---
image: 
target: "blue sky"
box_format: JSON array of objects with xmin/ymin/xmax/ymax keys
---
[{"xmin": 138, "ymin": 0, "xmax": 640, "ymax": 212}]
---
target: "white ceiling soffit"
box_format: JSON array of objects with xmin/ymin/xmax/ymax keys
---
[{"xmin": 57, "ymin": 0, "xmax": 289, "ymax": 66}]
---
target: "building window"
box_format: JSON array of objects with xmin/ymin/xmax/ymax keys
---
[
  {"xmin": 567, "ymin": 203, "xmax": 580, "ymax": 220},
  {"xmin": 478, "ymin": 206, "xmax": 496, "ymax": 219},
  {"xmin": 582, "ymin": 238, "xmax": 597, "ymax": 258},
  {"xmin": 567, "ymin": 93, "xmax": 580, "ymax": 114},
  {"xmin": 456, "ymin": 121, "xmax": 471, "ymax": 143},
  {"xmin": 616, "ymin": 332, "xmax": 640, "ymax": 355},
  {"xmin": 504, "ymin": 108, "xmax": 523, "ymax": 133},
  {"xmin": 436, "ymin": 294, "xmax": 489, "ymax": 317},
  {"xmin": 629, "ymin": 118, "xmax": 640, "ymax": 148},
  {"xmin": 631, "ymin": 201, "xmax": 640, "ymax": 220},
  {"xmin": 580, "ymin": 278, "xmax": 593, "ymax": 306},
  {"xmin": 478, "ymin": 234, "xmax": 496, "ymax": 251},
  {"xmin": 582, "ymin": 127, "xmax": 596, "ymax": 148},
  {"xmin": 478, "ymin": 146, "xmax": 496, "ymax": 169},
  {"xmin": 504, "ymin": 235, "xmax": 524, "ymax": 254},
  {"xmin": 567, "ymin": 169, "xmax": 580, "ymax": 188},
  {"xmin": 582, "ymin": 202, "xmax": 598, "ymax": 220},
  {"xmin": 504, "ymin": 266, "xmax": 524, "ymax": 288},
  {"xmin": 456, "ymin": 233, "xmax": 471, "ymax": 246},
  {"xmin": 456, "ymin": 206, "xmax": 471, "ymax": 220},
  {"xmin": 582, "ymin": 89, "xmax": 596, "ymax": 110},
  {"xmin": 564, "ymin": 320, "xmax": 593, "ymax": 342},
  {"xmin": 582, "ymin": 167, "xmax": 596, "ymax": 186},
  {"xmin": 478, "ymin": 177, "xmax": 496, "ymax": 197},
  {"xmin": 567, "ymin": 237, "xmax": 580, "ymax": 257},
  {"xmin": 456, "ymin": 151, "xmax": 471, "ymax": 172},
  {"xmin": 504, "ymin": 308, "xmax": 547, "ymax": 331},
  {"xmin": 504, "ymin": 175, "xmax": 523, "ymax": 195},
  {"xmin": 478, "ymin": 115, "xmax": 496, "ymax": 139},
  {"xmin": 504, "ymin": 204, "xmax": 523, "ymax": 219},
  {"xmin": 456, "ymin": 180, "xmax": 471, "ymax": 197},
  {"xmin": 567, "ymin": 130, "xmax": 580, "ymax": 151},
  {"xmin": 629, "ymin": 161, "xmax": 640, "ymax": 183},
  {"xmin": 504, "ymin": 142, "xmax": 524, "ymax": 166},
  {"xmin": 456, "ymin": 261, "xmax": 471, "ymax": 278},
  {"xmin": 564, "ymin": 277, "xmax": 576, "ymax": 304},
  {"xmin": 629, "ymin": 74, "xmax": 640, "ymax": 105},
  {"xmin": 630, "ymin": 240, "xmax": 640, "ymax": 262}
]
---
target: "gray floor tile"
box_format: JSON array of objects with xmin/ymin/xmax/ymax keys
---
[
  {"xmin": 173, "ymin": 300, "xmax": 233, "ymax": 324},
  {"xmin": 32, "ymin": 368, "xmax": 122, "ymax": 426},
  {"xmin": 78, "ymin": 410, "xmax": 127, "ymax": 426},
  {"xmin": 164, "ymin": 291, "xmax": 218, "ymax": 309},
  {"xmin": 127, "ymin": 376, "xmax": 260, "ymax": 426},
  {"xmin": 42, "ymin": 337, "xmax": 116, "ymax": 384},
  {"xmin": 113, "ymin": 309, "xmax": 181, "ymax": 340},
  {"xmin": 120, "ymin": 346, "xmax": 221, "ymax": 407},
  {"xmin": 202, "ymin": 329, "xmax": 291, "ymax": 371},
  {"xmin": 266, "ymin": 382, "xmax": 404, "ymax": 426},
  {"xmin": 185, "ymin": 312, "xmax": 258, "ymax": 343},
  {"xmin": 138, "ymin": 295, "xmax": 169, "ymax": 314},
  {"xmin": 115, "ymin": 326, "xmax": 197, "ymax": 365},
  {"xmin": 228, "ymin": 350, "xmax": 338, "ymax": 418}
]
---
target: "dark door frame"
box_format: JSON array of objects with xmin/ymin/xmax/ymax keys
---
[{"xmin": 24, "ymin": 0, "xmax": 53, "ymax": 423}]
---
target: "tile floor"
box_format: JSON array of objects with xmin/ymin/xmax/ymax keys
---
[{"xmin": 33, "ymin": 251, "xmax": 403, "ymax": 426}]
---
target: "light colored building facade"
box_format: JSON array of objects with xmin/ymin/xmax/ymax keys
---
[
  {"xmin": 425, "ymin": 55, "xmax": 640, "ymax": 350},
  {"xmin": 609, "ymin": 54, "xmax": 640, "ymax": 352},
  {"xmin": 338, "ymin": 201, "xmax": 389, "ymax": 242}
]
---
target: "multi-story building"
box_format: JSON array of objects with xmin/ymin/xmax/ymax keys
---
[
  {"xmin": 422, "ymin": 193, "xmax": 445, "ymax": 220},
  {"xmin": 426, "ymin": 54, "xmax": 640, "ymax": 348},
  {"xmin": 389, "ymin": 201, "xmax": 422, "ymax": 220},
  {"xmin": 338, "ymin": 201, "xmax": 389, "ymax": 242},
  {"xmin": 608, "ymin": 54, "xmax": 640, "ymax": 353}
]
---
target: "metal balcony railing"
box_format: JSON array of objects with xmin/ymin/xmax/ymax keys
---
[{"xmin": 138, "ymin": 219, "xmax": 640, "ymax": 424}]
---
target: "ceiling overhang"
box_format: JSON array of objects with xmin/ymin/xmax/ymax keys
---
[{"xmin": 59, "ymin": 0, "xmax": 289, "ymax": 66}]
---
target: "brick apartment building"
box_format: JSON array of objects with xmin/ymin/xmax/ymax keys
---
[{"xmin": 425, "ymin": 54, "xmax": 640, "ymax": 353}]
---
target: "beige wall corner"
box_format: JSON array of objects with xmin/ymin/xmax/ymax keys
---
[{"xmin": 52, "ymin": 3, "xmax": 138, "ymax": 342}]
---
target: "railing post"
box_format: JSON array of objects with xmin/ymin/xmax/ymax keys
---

EXERCISE AIM:
Please show each line in the listing above that contains the word "building".

EXERCISE ANSWER:
target: "building window"
target: "light colored building facade"
target: "multi-story building"
target: "brick apartment building"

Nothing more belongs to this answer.